→ Entries provided:
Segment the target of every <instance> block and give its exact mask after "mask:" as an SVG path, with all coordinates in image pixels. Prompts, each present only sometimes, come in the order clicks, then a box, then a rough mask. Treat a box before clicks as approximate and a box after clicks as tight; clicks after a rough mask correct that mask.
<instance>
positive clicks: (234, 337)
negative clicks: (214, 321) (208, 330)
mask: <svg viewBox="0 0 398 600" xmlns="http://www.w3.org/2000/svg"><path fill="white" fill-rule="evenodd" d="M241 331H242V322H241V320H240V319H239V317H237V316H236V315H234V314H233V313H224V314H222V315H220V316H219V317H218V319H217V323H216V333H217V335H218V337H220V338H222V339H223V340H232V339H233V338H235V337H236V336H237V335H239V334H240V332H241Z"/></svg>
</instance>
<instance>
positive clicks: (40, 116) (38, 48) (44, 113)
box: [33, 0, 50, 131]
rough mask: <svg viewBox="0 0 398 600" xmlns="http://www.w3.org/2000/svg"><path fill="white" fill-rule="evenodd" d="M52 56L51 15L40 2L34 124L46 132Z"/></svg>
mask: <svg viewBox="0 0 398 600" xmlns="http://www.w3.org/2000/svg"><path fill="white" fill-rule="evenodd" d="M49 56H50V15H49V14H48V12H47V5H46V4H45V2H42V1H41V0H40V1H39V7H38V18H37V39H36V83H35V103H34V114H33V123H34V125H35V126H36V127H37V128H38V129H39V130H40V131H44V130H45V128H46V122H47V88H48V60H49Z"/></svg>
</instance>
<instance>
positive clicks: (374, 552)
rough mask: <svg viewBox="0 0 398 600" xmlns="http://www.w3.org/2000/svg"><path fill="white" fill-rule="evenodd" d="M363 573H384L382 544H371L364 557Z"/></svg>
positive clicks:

→ Job: Return every one of the entries above, reproducing each line without any change.

→ Output of the task:
Segment the target of every <instance> block and give its exact mask after "mask:" as an SVG path, with all coordinates in image pixels. Prompts, each present only sometimes, come in the order clicks, then a box, then a rough mask. Treat a box before clicks as approximate and a box after clicks as tight; clicks after a rough mask correct that mask.
<instance>
positive clicks: (234, 337)
negative clicks: (214, 321) (208, 330)
mask: <svg viewBox="0 0 398 600" xmlns="http://www.w3.org/2000/svg"><path fill="white" fill-rule="evenodd" d="M241 331H242V322H241V320H240V319H239V317H237V316H236V315H234V314H233V313H224V314H222V315H220V316H219V317H218V319H217V323H216V333H217V335H218V337H220V338H222V339H223V340H232V339H233V338H235V337H236V336H237V335H239V334H240V332H241Z"/></svg>
</instance>
<instance>
positive clicks: (40, 116) (38, 48) (44, 113)
box: [33, 0, 50, 131]
rough mask: <svg viewBox="0 0 398 600" xmlns="http://www.w3.org/2000/svg"><path fill="white" fill-rule="evenodd" d="M52 56L51 15L40 2L34 124L46 132Z"/></svg>
mask: <svg viewBox="0 0 398 600" xmlns="http://www.w3.org/2000/svg"><path fill="white" fill-rule="evenodd" d="M49 56H50V15H49V14H48V12H47V5H46V4H45V2H42V1H41V0H40V1H39V7H38V18H37V39H36V83H35V103H34V114H33V123H34V125H35V126H36V127H37V128H38V129H39V130H40V131H44V130H45V128H46V122H47V88H48V60H49Z"/></svg>
</instance>
<instance>
positive clicks: (374, 552)
rough mask: <svg viewBox="0 0 398 600" xmlns="http://www.w3.org/2000/svg"><path fill="white" fill-rule="evenodd" d="M363 573H384L382 544H371L364 557Z"/></svg>
positive clicks:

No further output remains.